Data to process:
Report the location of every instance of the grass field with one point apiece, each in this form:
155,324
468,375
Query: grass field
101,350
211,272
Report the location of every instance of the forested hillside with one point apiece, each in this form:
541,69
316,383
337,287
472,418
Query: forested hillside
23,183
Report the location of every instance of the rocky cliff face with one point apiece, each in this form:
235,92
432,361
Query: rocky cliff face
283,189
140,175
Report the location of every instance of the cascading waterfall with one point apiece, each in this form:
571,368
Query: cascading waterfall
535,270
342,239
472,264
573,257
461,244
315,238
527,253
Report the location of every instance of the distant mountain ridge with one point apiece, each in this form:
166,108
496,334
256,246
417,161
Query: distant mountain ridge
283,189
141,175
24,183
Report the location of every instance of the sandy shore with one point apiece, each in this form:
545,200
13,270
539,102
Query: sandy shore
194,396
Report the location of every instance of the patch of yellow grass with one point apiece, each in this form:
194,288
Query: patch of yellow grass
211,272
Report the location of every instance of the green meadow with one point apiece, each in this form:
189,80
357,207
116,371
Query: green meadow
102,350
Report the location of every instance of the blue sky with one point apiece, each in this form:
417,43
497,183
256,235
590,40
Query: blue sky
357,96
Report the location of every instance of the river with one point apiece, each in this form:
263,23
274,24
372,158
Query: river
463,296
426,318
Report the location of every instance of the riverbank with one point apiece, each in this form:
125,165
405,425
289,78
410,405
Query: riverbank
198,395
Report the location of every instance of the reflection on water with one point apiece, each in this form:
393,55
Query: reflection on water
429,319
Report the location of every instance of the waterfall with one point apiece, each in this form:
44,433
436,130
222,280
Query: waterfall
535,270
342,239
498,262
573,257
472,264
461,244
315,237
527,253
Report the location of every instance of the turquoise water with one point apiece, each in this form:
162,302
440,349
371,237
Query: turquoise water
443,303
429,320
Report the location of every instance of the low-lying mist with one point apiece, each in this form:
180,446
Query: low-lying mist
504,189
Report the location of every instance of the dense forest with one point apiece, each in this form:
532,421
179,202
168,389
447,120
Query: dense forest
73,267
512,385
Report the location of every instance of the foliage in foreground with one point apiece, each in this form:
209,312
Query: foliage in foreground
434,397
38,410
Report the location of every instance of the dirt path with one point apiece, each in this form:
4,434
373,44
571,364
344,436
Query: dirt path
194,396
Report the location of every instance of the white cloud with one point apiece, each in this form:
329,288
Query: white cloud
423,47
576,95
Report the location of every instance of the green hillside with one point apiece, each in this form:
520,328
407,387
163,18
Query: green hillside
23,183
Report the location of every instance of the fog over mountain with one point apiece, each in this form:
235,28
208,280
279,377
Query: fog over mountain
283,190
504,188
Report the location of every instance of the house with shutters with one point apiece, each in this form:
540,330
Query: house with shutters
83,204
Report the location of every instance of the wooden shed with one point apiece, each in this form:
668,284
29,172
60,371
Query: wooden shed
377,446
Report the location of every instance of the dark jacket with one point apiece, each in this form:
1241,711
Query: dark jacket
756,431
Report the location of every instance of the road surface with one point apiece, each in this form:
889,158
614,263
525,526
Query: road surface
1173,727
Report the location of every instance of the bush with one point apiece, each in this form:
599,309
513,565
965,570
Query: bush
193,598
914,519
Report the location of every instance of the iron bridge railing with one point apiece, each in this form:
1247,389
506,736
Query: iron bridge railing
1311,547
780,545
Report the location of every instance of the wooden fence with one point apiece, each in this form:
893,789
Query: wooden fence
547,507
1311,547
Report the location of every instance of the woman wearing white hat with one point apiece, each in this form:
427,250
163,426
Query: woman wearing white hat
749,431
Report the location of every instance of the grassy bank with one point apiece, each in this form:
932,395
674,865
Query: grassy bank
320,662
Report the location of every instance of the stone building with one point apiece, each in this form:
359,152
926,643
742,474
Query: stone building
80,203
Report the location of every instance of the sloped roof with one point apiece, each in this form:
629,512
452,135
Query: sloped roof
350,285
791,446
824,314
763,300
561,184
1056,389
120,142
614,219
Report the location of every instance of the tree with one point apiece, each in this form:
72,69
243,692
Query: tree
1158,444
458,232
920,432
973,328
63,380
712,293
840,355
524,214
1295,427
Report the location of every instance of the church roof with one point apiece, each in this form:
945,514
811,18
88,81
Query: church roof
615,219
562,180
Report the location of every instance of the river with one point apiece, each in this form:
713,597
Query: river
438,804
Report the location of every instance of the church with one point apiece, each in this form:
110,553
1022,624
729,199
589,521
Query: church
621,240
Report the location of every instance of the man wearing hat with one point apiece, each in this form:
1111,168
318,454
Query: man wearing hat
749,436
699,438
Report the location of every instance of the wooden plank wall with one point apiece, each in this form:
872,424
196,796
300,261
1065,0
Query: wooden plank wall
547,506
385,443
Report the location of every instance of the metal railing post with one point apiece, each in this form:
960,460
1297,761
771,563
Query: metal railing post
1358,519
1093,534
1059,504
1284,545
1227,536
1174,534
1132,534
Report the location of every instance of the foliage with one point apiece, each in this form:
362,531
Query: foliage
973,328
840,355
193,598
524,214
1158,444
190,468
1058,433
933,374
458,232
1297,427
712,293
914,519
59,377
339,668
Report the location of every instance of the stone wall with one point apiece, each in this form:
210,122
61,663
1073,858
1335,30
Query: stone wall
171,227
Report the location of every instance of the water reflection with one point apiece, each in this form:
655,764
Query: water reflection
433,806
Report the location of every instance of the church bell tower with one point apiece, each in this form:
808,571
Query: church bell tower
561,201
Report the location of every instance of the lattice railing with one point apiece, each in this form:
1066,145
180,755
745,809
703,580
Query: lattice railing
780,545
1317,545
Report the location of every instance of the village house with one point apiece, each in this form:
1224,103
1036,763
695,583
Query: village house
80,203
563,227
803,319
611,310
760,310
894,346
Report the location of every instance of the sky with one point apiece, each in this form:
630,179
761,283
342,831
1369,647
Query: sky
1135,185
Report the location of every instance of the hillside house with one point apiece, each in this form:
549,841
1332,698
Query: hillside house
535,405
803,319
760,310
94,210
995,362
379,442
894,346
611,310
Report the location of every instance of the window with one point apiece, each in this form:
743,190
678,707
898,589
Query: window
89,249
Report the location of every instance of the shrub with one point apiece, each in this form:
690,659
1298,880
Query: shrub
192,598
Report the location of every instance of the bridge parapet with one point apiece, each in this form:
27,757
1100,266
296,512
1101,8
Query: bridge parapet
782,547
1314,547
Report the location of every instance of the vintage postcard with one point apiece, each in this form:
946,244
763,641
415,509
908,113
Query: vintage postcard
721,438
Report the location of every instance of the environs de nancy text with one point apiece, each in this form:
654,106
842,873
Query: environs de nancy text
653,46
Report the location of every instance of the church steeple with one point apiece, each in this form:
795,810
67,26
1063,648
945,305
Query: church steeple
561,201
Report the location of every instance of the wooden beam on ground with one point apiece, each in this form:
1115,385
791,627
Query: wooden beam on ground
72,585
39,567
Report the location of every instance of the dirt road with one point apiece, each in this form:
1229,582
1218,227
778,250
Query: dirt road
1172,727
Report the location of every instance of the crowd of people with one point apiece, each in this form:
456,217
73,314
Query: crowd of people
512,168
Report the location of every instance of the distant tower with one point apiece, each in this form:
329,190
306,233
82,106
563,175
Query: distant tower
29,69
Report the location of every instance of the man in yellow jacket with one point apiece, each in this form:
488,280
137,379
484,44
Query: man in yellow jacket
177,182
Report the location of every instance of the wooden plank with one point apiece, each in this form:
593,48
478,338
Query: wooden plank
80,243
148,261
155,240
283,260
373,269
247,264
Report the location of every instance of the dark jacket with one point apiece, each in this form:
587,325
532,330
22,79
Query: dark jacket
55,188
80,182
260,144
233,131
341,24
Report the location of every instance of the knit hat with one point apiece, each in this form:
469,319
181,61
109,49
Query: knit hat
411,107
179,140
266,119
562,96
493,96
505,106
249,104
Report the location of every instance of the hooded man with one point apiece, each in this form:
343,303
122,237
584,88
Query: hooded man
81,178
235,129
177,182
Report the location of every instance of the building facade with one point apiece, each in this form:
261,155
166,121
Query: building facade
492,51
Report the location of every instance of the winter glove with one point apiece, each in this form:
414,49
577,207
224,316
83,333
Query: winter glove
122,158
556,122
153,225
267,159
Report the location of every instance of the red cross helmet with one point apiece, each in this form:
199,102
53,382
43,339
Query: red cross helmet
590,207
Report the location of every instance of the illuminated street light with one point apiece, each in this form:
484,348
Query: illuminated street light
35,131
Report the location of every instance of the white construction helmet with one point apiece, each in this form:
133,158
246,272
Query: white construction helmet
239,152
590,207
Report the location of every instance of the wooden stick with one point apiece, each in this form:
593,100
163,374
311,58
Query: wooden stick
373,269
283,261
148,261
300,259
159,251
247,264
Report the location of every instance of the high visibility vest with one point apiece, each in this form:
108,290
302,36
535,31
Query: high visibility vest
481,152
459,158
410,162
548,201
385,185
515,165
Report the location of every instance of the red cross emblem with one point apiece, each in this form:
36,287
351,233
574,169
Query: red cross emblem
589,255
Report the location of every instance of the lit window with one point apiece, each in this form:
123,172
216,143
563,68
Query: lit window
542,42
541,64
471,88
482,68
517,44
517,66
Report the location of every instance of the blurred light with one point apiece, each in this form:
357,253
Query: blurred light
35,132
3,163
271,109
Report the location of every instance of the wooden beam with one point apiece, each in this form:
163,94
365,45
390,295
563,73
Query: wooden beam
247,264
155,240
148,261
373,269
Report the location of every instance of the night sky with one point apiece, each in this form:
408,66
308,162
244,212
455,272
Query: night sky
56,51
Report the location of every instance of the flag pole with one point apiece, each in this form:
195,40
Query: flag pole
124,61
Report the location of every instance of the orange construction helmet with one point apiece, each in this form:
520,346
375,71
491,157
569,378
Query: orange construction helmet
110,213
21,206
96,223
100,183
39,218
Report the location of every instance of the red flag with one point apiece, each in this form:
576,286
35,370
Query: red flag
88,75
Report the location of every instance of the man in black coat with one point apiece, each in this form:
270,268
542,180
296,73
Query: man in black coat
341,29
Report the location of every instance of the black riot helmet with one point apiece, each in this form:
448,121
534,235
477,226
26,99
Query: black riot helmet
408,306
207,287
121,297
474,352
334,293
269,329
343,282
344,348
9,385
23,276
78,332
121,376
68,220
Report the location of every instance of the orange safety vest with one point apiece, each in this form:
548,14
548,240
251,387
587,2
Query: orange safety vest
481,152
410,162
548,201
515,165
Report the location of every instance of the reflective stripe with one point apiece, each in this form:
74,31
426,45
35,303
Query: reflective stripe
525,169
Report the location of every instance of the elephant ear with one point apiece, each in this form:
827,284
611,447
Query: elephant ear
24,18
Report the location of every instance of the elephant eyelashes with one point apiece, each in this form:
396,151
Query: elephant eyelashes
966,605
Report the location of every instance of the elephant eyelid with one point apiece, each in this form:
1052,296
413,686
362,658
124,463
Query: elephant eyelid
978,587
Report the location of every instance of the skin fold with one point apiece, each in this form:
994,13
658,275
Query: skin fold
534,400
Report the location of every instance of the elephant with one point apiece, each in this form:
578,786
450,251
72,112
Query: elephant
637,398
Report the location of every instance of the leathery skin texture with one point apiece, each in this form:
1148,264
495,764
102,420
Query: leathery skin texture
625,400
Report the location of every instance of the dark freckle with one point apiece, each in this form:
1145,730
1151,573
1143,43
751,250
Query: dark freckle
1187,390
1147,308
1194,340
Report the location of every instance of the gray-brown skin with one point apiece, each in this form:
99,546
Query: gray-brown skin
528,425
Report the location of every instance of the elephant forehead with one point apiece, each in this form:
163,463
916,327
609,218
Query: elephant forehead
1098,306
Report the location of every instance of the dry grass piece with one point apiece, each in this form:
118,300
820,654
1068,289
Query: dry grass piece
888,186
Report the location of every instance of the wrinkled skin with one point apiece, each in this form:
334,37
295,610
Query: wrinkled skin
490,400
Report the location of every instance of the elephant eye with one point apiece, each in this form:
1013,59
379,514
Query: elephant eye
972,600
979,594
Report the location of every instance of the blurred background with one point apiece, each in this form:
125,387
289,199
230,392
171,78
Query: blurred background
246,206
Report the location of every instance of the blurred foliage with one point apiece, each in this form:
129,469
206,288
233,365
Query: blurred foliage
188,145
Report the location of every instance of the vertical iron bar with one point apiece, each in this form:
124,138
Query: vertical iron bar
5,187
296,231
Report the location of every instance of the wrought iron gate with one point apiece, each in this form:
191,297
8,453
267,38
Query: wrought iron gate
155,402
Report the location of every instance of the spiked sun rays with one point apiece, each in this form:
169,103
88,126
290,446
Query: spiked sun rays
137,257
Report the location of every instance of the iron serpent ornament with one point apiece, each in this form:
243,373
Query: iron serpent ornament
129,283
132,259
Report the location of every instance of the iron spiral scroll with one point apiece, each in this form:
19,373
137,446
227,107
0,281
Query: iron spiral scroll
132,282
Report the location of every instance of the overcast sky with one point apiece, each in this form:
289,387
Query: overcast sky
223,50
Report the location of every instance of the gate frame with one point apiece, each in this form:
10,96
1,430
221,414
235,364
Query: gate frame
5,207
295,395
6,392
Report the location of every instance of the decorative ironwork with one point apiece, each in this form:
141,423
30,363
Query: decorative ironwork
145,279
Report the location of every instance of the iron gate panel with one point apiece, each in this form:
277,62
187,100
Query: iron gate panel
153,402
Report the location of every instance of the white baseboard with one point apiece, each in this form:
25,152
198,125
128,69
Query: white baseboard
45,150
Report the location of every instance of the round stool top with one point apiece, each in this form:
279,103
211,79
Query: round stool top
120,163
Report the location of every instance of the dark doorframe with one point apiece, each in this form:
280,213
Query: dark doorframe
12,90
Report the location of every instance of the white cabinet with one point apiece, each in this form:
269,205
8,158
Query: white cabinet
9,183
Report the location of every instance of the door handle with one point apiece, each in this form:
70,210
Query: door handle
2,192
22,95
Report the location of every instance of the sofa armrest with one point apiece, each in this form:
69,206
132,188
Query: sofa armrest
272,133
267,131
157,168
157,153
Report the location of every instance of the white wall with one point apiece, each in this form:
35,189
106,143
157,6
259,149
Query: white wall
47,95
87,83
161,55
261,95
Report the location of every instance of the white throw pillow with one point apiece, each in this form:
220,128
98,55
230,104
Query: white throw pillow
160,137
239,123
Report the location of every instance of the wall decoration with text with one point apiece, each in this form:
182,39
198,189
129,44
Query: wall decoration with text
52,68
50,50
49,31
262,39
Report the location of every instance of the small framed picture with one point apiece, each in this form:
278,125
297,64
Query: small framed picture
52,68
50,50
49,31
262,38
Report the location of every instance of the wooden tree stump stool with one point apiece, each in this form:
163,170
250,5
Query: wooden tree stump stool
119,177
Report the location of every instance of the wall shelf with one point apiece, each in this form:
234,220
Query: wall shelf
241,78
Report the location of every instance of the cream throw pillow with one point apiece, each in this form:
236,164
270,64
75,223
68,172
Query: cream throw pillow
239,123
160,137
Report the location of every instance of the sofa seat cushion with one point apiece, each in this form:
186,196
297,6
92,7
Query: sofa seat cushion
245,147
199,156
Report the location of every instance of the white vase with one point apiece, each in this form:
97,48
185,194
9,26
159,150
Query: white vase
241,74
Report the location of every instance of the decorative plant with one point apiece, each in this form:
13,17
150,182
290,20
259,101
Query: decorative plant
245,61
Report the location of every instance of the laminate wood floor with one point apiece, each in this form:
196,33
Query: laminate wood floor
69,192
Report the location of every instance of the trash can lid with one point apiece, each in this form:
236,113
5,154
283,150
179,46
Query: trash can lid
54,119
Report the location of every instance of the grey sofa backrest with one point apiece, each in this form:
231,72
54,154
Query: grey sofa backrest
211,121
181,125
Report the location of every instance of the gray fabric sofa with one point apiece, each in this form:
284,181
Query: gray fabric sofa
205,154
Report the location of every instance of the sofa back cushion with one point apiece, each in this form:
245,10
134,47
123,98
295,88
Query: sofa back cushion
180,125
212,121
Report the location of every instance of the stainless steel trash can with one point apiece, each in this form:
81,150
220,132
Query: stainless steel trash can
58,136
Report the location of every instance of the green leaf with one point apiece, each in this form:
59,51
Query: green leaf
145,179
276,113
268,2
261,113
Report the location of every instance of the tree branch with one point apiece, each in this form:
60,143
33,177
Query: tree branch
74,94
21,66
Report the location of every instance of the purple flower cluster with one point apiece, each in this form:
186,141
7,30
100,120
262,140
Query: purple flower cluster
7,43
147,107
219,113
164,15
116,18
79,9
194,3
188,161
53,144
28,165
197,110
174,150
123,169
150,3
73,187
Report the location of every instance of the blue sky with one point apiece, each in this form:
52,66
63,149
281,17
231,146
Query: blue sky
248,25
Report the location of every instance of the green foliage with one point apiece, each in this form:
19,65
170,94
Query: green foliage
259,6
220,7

Exercise instructions: Retype nothing except the lines from the line holding "Report the location of every instance of the sofa seat" through the last line of the entries, both included.

The answer:
Report the location of every instance of the sofa seat cushion with one point apiece, each in this form:
186,196
297,6
92,7
Query: sofa seat cushion
245,147
199,156
Report the location of every instance of the white vase with one point apiece, each in this form:
97,48
185,194
9,26
159,150
Query: white vase
241,74
Report the location of every instance of the decorative plant with one point apiece, each in this form:
13,17
150,182
290,20
259,101
Query: decorative plant
245,61
Report the location of every instance of the laminate wood floor with one point apiece, each in this form:
196,33
Query: laminate wood floor
69,192
Report the location of every instance of the trash can lid with one point apiece, each in this form:
236,113
5,154
283,150
179,46
Query: trash can lid
54,119
Report the location of every instance of the grey sofa backrest with one point apiece, each in this form:
231,72
54,154
Query: grey sofa backrest
211,121
181,125
Report the location of every instance of the gray fabric sofa with one point apiece, each in this form:
284,181
Query: gray fabric sofa
205,154
Report the location of every instance of the sofa back cushion with one point apiece, each in this form:
245,10
134,47
123,98
295,88
Query: sofa back cushion
180,125
212,121
Report the location of every instance of the stainless steel trash can with one point apiece, each in this form:
81,150
220,132
Query: stainless steel trash can
58,136
Report the location of every instance of the green leaf with one point apiece, each in this form:
59,51
Query: green leaf
145,179
276,113
268,2
261,113
Report the location of every instance of the tree branch with one point apiece, each in this form:
60,143
33,177
Query: tree branch
74,94
21,66
Report the location of every instance of the purple flower cluster with one point apiece, each in this form:
186,141
7,30
100,120
262,140
Query: purple flower cluster
7,43
147,107
219,113
164,15
116,18
79,9
194,3
188,161
53,144
28,165
197,110
174,150
123,169
150,3
73,187
Report the location of every instance of the blue sky with one point apiece, each in this form:
52,66
63,149
281,17
231,146
Query: blue sky
248,25
Report the location of every instance of the green foliage with one point apiece, each in this form:
19,65
170,94
Query: green foliage
259,6
220,7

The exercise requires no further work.